- Task requirements:
(A) Please transcribe word for word the part of the excerpt on tech job cuts and AI that opens with the words containing "Sector breakdown: Since" and closes with "all economic gains.".
(B) Answer these questions from the excerpt on tech job cuts and AI:
(i) By what average percentage did American tech giants' stocks rise in the month after they unveiled redundancies?
(ii) How many posts did SAP say it was restructuring?
(iii) By how much has demand for machine learning specialists among professional services firms across the British Isles grown over the past year?
(C) Extend the excerpt on tech job cuts and AI spending, picking up after its final sentence.

Bloomberg analysis found American tech giants saw their stocks increase by an average of 5.6 per cent in the month after they unveiled redundancies.
‘The pressure on tech firms to outperform is now all the greater following the big share price gains, and job cuts remain an area where costs can be cut,’ Beauchamp says.
Chasing the AI boom
But while the tech sector is moderating hiring and investment, it is simultaneously redirecting a lot of spending towards developing artificial intelligence.
Enterprise software giant SAP announced last month that it was restructuring 8,000 posts in order to concentrate on areas like business AI, while Google’s latest cuts came amid the launch of Gemini, a potential rival to Microsoft’s ChatGPT.
Sector breakdown: Since the beginning of 2022, industries like retail, consumer and hardware have laid off huge numbers of technology workers
The possible gains from AI are enormous; consultancy PwC estimates it could add $15.7trillion to world GDP by 2030, equivalent to 45 per cent of all economic gains.
Robert Waters’ Eldridge notes that demand for machine learning specialists among professional services firms across the British Isles has jumped by 29 per cent over the past year.

- Records provided:

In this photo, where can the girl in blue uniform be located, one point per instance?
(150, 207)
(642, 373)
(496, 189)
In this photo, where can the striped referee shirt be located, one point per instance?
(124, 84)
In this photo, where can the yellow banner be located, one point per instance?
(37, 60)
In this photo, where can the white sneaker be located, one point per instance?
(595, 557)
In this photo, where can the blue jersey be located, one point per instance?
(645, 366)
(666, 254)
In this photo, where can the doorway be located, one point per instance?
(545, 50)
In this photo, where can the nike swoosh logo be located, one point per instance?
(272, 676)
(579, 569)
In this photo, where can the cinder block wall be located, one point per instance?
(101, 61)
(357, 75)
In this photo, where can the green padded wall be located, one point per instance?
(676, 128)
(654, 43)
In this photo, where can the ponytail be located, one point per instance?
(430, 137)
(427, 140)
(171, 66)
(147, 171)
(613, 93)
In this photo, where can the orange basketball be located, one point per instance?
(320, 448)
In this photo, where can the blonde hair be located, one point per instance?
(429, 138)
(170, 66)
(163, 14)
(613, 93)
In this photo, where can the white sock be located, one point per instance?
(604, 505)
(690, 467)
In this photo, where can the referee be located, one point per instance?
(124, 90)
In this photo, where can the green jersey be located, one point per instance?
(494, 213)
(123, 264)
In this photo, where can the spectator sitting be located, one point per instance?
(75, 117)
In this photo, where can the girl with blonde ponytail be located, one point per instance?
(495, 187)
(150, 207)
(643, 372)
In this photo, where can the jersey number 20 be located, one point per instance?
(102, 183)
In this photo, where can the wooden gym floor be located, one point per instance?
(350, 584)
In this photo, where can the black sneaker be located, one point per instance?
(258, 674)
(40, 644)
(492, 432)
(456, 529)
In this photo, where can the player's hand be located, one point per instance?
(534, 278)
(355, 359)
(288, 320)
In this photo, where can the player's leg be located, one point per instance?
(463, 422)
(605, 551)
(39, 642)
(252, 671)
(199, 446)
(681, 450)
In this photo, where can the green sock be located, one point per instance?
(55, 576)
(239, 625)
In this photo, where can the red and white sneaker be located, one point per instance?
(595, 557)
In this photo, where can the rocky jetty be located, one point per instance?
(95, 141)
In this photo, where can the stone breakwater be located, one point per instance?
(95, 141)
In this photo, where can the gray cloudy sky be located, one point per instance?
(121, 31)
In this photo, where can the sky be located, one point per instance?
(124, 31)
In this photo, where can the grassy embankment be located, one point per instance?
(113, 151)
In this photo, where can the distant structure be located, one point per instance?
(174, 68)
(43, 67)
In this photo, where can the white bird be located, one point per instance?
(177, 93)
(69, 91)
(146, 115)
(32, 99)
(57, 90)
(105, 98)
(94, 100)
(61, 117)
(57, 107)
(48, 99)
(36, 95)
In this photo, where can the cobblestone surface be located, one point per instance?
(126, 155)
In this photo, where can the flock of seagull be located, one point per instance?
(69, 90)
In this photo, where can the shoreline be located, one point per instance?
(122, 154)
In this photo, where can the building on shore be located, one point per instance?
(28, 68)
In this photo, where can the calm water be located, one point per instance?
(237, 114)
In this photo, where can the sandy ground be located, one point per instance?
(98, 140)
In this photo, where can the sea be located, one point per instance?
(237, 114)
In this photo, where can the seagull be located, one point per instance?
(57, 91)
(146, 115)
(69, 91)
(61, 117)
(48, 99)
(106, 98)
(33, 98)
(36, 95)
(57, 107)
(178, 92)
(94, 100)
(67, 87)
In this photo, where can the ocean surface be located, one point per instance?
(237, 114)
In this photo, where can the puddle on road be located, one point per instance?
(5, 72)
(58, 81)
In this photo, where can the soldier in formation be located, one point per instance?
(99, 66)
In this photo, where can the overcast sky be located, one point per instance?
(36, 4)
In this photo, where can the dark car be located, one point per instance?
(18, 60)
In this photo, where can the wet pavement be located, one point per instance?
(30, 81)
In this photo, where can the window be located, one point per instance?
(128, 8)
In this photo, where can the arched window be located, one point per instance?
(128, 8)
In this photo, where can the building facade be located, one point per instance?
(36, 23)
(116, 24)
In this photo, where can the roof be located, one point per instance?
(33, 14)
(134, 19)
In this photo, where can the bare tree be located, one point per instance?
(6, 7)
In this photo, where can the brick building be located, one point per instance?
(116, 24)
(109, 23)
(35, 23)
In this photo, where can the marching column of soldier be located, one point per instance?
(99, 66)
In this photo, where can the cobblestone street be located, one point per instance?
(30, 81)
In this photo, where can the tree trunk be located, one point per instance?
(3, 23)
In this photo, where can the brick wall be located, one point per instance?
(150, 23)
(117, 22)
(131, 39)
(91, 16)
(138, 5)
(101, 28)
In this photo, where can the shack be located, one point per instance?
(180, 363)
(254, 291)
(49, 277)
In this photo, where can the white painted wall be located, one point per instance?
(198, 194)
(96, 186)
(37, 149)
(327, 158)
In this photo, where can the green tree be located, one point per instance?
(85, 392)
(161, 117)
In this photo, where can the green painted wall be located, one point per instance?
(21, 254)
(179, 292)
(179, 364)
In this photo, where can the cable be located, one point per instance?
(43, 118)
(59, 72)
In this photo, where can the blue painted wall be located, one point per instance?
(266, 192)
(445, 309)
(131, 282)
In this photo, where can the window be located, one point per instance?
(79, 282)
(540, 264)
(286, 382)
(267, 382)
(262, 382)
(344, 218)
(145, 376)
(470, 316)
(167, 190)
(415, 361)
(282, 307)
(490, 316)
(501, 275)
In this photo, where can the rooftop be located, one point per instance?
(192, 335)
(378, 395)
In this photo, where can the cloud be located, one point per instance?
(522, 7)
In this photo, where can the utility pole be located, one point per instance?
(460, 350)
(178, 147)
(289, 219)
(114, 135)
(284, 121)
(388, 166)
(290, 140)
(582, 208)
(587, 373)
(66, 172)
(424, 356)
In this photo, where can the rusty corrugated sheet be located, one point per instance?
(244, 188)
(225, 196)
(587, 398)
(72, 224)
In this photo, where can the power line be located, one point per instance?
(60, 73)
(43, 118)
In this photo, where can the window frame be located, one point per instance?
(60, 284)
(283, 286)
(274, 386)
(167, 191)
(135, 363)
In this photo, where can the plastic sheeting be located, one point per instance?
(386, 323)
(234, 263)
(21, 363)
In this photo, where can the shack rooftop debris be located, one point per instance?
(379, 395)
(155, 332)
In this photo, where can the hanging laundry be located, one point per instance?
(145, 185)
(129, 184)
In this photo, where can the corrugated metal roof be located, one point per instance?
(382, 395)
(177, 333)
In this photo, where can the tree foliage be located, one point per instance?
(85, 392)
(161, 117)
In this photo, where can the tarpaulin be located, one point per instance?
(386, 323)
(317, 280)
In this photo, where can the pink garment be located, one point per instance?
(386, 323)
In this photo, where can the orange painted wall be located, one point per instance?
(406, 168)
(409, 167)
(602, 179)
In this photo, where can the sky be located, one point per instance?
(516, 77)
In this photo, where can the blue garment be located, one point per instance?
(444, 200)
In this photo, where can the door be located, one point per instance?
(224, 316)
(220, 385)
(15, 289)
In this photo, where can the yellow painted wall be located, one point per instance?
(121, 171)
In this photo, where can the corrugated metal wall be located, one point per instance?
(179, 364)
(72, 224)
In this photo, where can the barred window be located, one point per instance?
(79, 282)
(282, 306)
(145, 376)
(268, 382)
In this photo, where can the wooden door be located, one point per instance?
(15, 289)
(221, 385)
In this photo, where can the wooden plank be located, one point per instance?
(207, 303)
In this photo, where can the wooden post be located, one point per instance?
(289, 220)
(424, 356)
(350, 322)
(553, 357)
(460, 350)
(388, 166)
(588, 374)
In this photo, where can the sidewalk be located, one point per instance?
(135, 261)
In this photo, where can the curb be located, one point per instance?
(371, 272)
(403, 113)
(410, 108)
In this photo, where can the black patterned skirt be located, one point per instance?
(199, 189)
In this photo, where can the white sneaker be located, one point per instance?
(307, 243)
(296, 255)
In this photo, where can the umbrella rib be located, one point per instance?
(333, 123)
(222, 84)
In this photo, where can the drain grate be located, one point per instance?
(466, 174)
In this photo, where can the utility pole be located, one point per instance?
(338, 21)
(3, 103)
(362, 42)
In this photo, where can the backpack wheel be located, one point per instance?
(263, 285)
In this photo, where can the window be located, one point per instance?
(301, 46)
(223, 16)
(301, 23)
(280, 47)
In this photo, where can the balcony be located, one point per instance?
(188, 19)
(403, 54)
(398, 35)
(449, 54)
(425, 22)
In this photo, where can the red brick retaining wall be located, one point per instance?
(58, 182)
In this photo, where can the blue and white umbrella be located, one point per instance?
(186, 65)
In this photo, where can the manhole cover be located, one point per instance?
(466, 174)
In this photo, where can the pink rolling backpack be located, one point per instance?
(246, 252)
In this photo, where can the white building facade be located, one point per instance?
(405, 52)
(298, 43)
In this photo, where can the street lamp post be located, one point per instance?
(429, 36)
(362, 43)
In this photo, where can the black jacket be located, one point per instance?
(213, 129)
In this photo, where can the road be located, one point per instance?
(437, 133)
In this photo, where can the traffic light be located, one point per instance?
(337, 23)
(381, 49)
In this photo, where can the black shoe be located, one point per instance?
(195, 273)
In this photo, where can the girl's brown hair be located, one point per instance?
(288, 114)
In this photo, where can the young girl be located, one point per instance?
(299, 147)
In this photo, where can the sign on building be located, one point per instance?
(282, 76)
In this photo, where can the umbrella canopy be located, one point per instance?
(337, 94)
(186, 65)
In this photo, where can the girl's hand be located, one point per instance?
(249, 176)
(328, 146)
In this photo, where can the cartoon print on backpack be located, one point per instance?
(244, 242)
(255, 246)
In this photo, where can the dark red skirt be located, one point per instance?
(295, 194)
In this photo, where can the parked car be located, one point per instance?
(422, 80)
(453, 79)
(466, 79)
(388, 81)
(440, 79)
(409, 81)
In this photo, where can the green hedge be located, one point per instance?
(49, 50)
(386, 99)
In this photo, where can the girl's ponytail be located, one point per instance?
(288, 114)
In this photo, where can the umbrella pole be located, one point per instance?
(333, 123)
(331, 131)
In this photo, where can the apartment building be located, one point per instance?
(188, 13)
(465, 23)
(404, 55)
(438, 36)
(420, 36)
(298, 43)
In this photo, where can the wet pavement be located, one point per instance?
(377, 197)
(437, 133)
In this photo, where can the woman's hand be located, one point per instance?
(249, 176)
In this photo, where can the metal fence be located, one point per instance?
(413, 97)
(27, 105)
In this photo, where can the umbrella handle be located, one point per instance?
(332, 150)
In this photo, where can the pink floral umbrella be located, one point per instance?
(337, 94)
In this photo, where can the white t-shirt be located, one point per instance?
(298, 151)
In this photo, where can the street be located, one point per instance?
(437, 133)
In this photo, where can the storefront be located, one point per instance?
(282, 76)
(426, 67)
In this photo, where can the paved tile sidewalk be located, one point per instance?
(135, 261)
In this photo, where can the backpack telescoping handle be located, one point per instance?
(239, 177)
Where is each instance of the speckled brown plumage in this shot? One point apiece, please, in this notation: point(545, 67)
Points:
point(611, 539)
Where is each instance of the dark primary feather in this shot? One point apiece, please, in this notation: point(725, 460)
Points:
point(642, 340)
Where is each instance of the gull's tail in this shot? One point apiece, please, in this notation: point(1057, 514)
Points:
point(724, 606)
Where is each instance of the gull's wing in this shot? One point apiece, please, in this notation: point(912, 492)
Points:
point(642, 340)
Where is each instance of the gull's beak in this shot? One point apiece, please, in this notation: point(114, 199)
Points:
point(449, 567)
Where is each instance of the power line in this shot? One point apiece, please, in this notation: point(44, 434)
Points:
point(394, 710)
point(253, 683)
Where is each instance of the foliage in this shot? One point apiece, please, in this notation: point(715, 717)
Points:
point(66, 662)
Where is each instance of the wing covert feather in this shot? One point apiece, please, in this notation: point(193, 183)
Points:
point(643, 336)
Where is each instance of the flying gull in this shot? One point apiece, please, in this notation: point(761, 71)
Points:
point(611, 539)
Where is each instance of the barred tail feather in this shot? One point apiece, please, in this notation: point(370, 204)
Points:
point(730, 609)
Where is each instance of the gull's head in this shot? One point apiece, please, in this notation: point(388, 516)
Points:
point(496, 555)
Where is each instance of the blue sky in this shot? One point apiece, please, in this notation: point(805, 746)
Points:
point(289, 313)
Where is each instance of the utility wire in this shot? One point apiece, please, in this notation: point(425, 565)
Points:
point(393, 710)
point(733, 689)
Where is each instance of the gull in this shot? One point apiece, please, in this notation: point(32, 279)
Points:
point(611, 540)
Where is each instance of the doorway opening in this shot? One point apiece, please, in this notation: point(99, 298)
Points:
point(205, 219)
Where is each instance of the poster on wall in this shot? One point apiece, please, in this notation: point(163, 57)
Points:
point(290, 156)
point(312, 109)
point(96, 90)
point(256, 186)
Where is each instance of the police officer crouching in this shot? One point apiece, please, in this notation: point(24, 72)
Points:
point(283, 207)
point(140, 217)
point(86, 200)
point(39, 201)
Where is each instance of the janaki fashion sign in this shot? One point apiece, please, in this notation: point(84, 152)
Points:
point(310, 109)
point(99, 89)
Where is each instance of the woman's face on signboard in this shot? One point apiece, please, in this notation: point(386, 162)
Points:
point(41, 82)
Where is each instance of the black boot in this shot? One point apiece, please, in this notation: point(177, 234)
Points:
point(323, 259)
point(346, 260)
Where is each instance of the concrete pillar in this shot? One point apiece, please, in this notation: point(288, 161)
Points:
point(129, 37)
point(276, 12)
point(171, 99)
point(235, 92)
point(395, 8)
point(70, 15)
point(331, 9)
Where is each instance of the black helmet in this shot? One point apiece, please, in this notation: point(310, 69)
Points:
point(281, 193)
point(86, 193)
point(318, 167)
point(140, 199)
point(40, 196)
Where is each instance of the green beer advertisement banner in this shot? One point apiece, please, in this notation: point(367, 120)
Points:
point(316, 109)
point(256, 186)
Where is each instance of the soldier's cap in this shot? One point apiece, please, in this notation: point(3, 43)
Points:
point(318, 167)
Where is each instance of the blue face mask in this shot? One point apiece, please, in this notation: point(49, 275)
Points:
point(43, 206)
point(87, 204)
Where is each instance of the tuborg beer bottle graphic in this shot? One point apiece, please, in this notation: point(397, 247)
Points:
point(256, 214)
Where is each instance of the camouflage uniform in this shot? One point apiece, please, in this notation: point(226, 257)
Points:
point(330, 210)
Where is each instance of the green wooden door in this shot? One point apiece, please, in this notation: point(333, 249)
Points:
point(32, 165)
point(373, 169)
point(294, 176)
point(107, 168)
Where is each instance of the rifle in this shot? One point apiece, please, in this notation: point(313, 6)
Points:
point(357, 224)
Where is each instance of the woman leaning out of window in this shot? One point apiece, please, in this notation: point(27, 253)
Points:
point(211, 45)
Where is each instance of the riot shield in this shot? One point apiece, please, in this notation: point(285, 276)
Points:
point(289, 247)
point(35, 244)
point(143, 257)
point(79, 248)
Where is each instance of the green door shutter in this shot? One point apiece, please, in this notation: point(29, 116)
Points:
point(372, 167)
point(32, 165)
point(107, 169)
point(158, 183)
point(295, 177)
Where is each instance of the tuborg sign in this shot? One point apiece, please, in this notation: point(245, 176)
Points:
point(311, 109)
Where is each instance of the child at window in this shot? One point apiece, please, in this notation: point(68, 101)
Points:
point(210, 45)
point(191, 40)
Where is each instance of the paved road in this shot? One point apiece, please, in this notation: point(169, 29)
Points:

- Answers to the exercises:
(A)
Sector breakdown: Since the beginning of 2022, industries like retail, consumer and hardware have laid off huge numbers of technology workers
The possible gains from AI are enormous; consultancy PwC estimates it could add $15.7trillion to world GDP by 2030, equivalent to 45 per cent of all economic gains.

(B)
(i) 5.6 per cent
(ii) 8,000
(iii) 29 per cent

(C)
The future of tech jobs
There have been similar spikes in cyber-security roles, something Eldridge describes as ‘virtually recession-proof’ given the threat cyberattacks pose in all market environments.
Data breaches cost companies an average of $4.45million in 2023, a 15 per cent leap in three years, according to IBM, a figure sure to highlight the need to invest in robust online security measures.
Another major threat, climate change, is driving demand among renewable energy firms for software developers and data analytics specialists, points out an SThree spokesperson.
They further observe a greater need among the financial services sector for data scientists and manufacturers for automation and robotics experts.
However, AI’s advances inevitably mean some tech occupations will be replaced by machines, causing dramatic disruption to the global employment market.
Nobel Prize-winning economist Christopher Pissarides recently warned that students studying science, technology, engineering, and mathematics courses might not find enough vacancies catering to their respective skills.
In an interview with Bloomberg, the London School of Economics professor said staff in particular IT careers might be sowing their ‘own seeds of self-destruction’ by working on AI projects that will wipe out their jobs.
‘The skills that are needed now — to collect the data, collate it, develop it, and use it to develop the next phase of AI or, more to the point, make AI more applicable for jobs — will make the skills that are needed now obsolete because it will be doing the job,’ he said.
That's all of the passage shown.